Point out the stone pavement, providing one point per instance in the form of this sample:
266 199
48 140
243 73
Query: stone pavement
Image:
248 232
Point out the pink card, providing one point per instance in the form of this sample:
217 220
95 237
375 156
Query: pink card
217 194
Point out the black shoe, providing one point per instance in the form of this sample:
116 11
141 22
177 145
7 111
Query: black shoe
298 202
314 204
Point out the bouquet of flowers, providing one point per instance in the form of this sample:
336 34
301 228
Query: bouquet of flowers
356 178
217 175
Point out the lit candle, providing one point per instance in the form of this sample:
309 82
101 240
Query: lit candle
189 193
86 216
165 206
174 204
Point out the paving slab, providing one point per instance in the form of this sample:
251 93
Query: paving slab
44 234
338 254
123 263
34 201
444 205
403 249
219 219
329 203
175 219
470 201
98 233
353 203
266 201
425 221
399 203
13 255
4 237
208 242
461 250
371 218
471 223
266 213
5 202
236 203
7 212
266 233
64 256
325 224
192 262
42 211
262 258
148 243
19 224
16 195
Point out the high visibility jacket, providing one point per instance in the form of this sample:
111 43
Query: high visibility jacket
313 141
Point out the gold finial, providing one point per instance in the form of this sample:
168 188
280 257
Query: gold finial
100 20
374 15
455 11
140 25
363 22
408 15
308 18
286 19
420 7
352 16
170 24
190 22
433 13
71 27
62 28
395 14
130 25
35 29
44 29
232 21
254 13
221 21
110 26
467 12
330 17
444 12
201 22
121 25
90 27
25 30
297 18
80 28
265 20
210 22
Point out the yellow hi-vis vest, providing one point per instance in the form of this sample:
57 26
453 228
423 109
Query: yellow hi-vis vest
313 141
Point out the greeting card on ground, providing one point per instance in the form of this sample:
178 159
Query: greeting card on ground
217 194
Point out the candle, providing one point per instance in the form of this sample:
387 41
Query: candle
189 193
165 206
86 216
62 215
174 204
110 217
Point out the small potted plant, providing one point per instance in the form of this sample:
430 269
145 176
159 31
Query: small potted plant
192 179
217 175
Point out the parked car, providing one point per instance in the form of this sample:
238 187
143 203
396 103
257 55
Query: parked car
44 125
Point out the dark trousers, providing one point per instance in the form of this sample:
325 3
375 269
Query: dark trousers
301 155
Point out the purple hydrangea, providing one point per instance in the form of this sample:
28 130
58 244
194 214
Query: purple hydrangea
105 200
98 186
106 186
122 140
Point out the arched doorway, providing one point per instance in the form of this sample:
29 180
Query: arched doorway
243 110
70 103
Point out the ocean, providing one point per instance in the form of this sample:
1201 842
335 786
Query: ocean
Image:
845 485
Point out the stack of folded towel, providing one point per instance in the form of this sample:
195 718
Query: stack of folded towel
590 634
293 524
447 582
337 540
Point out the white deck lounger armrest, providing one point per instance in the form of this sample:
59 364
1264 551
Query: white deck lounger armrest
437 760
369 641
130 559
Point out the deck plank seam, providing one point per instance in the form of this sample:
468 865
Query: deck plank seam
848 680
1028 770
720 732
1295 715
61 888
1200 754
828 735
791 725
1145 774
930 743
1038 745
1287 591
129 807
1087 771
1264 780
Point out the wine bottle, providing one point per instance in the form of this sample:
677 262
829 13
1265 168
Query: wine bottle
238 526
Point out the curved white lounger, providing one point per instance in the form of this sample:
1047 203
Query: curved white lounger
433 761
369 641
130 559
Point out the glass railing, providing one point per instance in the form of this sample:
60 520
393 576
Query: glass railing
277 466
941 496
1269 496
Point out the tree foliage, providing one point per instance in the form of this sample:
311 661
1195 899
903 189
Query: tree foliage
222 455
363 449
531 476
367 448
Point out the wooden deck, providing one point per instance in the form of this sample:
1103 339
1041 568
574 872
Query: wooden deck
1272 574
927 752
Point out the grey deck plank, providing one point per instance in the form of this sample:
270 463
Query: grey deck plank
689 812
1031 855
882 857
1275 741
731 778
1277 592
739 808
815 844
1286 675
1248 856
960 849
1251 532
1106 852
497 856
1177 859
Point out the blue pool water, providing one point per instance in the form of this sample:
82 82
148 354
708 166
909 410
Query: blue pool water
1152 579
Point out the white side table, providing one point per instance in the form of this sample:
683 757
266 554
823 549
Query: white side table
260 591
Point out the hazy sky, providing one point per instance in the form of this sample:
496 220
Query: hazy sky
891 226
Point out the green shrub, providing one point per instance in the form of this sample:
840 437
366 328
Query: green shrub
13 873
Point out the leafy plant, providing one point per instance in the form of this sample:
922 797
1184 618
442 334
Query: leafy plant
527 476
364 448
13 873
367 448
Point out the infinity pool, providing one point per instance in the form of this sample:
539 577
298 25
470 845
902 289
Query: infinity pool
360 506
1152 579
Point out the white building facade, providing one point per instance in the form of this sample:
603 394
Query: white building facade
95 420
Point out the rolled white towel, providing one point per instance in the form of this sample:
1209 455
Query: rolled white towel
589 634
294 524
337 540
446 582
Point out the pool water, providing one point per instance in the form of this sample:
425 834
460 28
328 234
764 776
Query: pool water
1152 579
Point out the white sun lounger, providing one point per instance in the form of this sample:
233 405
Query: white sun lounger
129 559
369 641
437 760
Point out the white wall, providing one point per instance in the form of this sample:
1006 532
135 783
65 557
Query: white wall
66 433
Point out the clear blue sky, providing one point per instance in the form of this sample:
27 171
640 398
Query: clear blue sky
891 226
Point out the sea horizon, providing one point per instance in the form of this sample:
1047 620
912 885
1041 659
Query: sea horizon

> Work required: Recast the lines from the one containing "Point out the sea" through the end of the records as a JSON list of strings, with one string per line and blank lines left out.

> Task response:
[
  "Point out the sea horizon, providing one point per instance in the form of this sample:",
  "1047 620",
  "912 885",
  "1041 659",
  "Query: sea horizon"
]